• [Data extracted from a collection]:
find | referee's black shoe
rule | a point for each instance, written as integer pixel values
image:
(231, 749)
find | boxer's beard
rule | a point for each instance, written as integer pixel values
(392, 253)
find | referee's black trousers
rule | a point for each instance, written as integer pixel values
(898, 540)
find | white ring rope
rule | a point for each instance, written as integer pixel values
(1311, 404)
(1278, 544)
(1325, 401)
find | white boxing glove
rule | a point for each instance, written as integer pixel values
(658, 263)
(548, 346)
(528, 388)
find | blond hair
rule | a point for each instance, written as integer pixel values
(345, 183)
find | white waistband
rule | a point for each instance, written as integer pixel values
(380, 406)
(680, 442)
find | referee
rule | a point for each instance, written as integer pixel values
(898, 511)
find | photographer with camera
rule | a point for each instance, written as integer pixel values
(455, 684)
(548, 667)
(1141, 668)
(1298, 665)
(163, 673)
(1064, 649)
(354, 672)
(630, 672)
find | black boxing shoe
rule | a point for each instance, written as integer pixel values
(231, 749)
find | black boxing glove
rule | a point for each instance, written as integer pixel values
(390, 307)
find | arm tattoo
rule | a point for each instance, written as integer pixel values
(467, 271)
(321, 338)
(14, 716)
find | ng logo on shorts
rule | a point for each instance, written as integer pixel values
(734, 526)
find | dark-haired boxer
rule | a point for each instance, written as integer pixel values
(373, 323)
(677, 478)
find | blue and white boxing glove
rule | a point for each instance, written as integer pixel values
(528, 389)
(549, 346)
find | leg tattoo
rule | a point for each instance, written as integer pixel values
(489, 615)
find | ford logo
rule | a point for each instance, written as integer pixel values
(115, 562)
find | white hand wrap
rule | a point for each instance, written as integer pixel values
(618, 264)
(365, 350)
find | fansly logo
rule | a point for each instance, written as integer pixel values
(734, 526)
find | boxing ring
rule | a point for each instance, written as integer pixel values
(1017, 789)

• [What is expected]: The answer should hold the lines from the one containing "find | black boxing glove" through the end of the entries above, set down exactly, with both ends included.

• [Exercise result]:
find | black boxing glove
rule | a point for each instance, written as integer pixel values
(390, 307)
find | arm tattoo
rule | a point for each instance, written as integer pixel values
(467, 271)
(321, 338)
(14, 716)
find | ng logo on shorts
rule | a point for each instance, written as integer pixel values
(734, 526)
find | dark-haired boxer
rule | a point for each instance, written as integer pixel values
(373, 323)
(677, 478)
find | blue and white boxing glove
rule | a point for each instance, written as integer pixel values
(528, 389)
(549, 346)
find | leg tattoo
rule | a point for each instance, written as integer pixel values
(489, 615)
find | ford logo
rule | a point for each instance, written as integer pixel values
(115, 562)
find | white hand wrap
rule | a point for each instance, written as integer pixel values
(618, 264)
(365, 350)
find | fansly logo
rule | a point for each instance, written as integer pixel values
(734, 526)
find | boxing ring
rule | a point for each instance, written as integer pixel values
(1017, 789)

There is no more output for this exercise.